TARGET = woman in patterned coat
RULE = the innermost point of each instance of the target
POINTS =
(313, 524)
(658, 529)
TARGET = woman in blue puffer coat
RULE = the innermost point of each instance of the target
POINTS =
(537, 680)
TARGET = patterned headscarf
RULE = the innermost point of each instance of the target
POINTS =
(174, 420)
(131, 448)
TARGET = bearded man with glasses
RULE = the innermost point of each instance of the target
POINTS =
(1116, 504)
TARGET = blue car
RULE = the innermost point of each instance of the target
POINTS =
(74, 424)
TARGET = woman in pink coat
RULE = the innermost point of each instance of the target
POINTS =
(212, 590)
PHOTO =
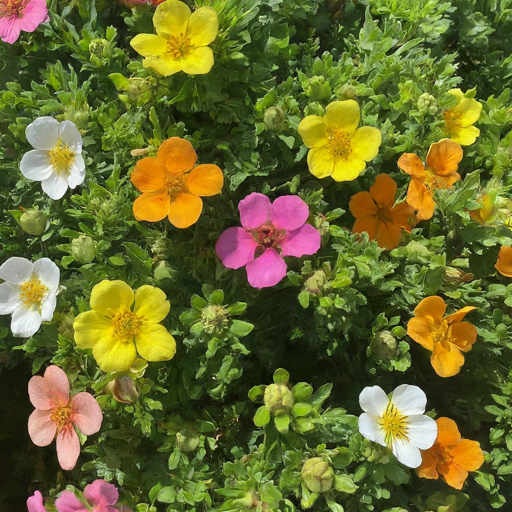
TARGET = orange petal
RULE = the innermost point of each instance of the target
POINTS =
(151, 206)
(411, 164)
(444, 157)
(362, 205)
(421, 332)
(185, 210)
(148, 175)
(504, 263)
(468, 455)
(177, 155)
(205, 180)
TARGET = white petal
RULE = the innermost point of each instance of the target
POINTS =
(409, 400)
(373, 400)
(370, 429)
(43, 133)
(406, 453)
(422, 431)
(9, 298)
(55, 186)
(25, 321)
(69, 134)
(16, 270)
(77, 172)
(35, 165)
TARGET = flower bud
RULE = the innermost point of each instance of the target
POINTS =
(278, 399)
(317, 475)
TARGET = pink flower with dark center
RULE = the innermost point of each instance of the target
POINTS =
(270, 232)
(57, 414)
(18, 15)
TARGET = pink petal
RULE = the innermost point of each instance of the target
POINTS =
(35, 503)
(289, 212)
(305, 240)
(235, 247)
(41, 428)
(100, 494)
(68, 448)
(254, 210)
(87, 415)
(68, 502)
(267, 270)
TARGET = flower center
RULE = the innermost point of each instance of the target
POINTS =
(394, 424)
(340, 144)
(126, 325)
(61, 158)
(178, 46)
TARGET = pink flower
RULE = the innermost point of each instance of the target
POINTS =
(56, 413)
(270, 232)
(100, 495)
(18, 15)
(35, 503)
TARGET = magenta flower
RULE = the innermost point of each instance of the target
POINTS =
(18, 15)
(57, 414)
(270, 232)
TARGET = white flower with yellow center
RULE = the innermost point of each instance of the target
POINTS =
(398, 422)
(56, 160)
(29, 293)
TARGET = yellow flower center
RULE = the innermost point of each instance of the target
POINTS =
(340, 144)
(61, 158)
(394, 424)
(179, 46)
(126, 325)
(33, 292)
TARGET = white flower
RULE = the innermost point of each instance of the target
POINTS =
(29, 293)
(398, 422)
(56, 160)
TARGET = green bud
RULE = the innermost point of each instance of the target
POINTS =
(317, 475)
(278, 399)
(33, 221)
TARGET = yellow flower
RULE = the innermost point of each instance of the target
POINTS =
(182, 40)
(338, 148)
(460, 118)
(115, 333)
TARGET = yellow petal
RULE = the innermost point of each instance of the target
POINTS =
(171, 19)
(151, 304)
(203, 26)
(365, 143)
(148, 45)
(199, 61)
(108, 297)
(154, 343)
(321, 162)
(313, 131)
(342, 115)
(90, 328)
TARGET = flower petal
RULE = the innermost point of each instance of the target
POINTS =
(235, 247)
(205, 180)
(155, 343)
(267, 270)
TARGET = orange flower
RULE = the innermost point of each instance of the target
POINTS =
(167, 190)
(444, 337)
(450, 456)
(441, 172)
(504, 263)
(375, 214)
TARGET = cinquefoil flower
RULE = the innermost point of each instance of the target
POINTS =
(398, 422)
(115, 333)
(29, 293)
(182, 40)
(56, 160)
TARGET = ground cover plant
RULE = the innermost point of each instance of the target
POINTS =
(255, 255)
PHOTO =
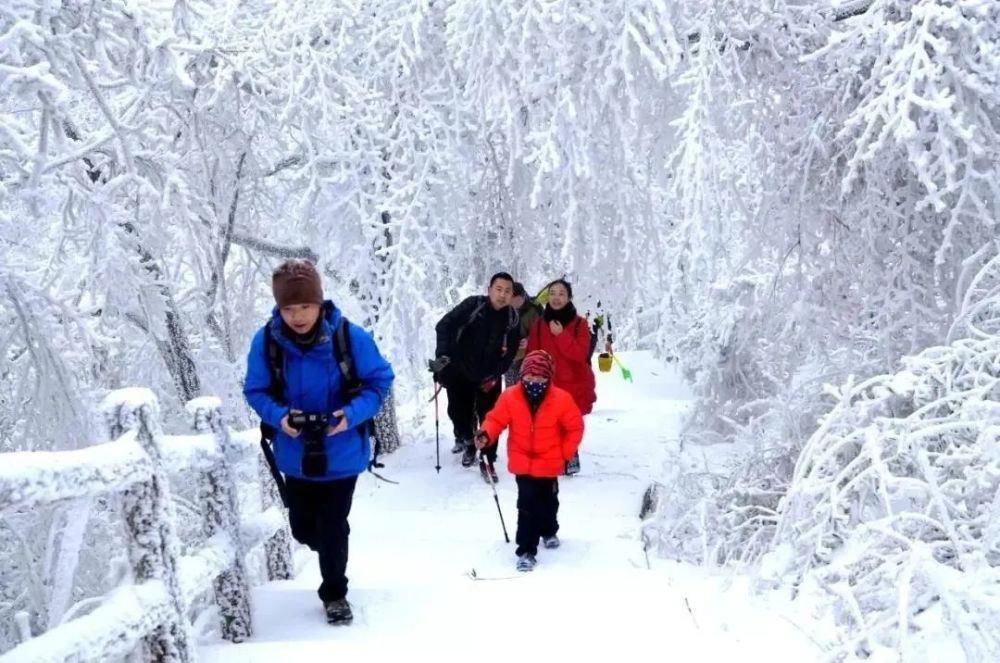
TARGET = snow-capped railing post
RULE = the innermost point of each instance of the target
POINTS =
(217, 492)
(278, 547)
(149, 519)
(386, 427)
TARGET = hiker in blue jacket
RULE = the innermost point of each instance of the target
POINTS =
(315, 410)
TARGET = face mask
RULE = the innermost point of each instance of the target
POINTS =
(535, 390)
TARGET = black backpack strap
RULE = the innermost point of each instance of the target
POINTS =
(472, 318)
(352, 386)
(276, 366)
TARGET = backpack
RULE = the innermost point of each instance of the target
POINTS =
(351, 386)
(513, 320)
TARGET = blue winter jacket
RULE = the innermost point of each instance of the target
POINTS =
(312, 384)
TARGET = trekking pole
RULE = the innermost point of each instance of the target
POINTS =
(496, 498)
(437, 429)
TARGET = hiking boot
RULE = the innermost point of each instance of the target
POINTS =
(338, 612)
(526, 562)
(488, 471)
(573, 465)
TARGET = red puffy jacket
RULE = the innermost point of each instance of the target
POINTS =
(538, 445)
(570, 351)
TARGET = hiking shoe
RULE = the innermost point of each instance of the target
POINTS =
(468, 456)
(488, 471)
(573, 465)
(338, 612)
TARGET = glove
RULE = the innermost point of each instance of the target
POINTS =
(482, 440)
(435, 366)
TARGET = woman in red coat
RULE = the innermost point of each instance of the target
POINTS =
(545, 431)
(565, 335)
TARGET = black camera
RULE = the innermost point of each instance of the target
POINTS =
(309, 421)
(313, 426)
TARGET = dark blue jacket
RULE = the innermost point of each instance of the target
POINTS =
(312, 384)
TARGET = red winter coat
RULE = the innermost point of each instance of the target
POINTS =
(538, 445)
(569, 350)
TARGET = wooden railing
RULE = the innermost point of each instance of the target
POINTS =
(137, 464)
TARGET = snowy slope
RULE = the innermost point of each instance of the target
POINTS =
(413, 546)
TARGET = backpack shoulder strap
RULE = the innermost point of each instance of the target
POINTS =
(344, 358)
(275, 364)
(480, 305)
***
* [Given exercise]: Exactly repeat the lines from the line that contains "TARGET = face mask" to the end of the entries, both included, and leave out all other lines.

* [Output below]:
TARGET = face mask
RULE = the innermost point of each instance of the target
POINTS =
(535, 390)
TARGET = black backpack strap
RULE = the innermost point of each instance of the target
POINTS =
(472, 318)
(352, 386)
(276, 366)
TARGET = backpack
RULE = the innermost point of each instance of the target
POINTS =
(351, 386)
(513, 320)
TARGET = blue winter jacket
RULE = the innermost point of each instance of the target
POINTS =
(312, 384)
TARGET = trekking pole
RULE = the innermost point of each instance of the target
POINTS =
(496, 498)
(437, 429)
TARGET = hiking boot
RULE = the innermost point of each instance of the target
POINTS =
(338, 612)
(526, 562)
(488, 471)
(573, 465)
TARGET = red puffy jacket
RULE = the innermost point of each instance of the target
POINTS =
(538, 445)
(570, 351)
TARGET = hiking shoe
RULE = the innermost point of each instance of the target
POINTS =
(468, 456)
(488, 471)
(573, 465)
(338, 612)
TARGET = glove
RULE = the innermost point of each instance of the target
POINTS =
(482, 440)
(435, 366)
TARGET = woman in red coat
RULE = the innermost point of each instance of the target
POINTS =
(545, 431)
(565, 335)
TARGET = black camera
RULE = the innermost point of each instance of the target
POINTS =
(309, 421)
(313, 426)
TARGET = dark blue jacket
RULE = the innermost point of each instance of the target
POINTS =
(312, 384)
TARGET = red winter coat
RULE = the innermost point of each instance of the target
POINTS =
(538, 445)
(569, 350)
TARGET = wooden railing
RULE = the innermost point of each instance of the target
POINTS =
(137, 464)
TARGET = snowy slope
RULE = the innermost point of each instance of the target
POINTS =
(413, 546)
TARGET = backpack shoulder strap
RULE = the innermost point of each instance of the target
POINTS =
(344, 358)
(275, 364)
(480, 305)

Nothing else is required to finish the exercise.